- **Written request**: Your task is to repeat, word for word, the line containing "For every instance of the rippled" and all lines that follow it to the end of the material, and no other lines.

- **Excerpts of pointing data**:
--- BEGIN ---

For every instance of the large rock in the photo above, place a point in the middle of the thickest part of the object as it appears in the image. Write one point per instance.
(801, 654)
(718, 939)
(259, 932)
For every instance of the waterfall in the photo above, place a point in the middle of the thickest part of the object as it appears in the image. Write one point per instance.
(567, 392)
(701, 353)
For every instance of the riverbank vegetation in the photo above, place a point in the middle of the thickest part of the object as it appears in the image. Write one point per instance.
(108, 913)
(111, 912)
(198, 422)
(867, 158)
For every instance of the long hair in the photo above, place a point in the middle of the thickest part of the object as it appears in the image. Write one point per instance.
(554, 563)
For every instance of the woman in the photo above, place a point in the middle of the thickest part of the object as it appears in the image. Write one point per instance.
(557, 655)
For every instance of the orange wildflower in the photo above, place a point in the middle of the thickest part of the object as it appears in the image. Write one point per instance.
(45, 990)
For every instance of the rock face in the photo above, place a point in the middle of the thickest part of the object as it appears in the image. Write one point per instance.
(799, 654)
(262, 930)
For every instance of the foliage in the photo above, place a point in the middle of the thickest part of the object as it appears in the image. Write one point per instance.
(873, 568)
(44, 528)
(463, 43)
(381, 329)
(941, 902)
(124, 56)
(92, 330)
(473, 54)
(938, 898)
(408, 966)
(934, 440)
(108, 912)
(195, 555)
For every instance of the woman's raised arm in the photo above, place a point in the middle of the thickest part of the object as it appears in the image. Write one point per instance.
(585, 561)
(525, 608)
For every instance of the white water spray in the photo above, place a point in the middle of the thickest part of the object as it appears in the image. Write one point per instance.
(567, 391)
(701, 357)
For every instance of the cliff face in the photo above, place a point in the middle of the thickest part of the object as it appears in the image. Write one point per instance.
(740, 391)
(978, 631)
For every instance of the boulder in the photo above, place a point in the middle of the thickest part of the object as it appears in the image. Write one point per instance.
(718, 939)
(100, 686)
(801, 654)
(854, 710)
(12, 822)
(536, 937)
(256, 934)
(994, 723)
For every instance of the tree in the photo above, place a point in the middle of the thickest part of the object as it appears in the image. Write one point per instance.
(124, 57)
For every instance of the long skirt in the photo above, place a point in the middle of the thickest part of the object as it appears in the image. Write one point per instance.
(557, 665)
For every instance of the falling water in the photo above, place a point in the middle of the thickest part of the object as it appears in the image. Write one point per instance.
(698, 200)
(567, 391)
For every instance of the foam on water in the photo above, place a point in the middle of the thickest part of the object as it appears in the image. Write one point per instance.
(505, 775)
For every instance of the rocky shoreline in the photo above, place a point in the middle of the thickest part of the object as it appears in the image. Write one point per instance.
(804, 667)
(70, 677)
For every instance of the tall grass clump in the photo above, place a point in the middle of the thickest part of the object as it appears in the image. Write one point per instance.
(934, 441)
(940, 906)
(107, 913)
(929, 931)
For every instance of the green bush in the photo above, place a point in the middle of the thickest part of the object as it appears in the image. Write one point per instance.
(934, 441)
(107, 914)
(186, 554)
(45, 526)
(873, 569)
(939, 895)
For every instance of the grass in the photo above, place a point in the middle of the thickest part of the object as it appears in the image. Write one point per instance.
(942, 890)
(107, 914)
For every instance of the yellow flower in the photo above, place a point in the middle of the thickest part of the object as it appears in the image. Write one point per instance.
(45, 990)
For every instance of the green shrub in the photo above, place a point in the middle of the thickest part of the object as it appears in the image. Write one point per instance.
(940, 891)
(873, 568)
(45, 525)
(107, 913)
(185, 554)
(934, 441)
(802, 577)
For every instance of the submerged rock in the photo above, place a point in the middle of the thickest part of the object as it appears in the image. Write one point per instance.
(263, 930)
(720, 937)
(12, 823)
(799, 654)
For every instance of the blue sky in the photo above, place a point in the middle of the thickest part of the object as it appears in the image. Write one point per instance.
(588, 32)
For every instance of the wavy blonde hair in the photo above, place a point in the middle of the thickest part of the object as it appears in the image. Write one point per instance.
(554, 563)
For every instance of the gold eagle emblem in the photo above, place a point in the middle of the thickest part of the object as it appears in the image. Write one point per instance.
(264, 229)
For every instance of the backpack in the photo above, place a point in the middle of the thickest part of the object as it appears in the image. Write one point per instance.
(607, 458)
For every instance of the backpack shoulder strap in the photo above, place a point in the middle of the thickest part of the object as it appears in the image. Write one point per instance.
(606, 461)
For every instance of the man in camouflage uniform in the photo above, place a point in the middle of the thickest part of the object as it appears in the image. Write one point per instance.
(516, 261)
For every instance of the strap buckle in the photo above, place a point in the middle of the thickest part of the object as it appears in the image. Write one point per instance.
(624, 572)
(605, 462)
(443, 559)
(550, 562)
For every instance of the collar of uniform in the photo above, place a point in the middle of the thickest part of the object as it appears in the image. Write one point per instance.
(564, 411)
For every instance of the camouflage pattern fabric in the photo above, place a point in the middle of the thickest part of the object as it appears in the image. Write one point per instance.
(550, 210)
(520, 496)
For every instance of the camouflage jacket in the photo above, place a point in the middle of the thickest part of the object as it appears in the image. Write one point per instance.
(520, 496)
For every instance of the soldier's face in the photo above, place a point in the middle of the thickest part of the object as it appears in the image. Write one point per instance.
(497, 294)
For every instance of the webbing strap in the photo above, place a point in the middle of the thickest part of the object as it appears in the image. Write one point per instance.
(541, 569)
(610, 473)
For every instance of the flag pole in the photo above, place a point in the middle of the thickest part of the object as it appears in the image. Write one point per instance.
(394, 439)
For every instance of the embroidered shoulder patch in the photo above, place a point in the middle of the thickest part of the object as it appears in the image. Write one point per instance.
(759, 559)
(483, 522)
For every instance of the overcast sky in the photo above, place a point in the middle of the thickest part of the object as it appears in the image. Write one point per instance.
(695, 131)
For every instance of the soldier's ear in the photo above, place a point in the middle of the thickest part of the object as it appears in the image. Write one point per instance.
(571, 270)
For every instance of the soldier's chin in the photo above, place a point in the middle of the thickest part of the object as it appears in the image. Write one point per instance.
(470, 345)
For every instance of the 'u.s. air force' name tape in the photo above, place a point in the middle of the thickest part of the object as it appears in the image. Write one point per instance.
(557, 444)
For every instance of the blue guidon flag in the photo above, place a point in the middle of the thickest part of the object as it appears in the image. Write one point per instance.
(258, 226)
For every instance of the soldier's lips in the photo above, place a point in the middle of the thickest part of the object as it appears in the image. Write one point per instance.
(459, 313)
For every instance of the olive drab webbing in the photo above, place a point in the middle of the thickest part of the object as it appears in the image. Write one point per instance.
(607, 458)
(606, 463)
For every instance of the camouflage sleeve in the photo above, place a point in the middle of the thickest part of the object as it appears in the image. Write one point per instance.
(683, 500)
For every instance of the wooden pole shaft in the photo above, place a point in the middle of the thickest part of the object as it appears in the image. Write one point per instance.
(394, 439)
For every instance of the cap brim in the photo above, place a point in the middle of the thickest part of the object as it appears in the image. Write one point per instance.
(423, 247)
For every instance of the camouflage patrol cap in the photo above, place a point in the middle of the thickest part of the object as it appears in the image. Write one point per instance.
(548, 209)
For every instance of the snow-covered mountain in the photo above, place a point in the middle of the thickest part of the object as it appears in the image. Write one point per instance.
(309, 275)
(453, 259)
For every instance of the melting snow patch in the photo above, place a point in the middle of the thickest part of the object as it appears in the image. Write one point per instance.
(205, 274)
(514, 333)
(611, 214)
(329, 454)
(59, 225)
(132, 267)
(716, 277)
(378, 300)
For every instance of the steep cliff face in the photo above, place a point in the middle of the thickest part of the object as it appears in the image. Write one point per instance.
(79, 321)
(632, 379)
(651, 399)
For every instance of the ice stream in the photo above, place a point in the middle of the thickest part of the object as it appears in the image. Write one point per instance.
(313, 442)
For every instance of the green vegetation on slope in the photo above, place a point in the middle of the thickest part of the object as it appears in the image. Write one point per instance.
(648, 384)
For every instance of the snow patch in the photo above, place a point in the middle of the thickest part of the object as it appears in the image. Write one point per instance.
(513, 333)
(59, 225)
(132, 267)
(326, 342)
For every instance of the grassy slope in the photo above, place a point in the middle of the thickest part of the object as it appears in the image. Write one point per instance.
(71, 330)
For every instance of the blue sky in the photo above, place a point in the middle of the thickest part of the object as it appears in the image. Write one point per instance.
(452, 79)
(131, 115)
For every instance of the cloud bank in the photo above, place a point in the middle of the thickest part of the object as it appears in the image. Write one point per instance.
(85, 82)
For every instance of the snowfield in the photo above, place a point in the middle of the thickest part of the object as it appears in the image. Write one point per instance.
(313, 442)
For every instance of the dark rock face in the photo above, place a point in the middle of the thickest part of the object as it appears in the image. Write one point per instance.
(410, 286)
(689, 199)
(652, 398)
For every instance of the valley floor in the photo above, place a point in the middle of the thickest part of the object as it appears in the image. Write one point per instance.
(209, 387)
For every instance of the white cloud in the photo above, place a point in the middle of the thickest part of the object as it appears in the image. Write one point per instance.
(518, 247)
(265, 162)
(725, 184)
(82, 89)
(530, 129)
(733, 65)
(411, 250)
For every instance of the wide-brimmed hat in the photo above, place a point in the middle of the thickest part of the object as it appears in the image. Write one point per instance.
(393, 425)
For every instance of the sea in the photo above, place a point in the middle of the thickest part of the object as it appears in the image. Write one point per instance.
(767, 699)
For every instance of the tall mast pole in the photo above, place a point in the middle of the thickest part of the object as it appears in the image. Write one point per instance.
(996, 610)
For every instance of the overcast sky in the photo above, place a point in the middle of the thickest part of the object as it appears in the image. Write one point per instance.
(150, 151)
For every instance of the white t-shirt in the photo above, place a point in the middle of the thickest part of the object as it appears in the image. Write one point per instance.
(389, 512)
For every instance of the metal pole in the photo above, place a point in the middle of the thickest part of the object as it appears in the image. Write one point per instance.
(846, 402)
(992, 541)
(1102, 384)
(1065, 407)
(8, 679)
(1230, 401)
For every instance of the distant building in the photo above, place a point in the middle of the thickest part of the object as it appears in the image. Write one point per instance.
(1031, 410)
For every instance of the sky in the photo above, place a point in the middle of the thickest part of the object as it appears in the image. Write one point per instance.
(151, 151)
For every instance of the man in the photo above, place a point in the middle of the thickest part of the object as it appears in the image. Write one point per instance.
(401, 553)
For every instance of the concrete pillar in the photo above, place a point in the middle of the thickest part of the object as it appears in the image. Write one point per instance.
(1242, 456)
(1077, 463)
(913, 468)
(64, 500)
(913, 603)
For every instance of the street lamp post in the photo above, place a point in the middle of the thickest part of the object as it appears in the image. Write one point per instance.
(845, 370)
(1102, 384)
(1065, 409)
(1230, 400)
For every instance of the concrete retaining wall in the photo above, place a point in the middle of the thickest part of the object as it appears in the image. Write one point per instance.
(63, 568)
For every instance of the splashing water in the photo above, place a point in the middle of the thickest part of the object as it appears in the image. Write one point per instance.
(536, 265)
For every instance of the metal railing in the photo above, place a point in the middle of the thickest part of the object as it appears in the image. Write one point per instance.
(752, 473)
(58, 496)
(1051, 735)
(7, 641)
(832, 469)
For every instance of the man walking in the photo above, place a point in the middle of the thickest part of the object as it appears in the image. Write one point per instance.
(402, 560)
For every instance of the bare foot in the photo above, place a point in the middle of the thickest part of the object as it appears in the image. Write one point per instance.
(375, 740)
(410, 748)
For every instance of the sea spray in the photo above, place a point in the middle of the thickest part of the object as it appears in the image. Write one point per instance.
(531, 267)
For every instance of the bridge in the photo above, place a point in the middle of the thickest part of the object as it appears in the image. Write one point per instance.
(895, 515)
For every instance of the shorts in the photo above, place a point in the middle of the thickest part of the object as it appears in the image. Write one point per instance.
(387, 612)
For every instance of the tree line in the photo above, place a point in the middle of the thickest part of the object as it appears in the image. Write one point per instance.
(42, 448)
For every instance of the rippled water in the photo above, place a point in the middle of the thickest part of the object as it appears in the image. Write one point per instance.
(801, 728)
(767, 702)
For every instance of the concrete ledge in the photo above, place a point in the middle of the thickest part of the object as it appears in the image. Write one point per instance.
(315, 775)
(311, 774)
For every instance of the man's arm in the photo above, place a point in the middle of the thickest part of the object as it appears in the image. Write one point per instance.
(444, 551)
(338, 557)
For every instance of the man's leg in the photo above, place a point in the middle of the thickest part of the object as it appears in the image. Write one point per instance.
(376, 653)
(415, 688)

--- END ---

- **Exercise response**:
For every instance of the rippled water in the photo above, place a point in the middle of the thickest part of the object as it appears in the image. Write one point per instance.
(801, 728)
(767, 702)
For every instance of the concrete ledge in the photo above, place a point in the middle of the thickest part of the object as it appears in the image. Write one point per instance.
(315, 775)
(311, 774)
For every instance of the man's arm in the photo above, place a point in the middle of the thickest part of the object as it appears in the image. Write one point per instance.
(444, 551)
(338, 557)
For every instance of the man's leg in the photo above, place a point in the middle of the thickest part of the object as it appears in the image. Write one point per instance.
(376, 653)
(415, 688)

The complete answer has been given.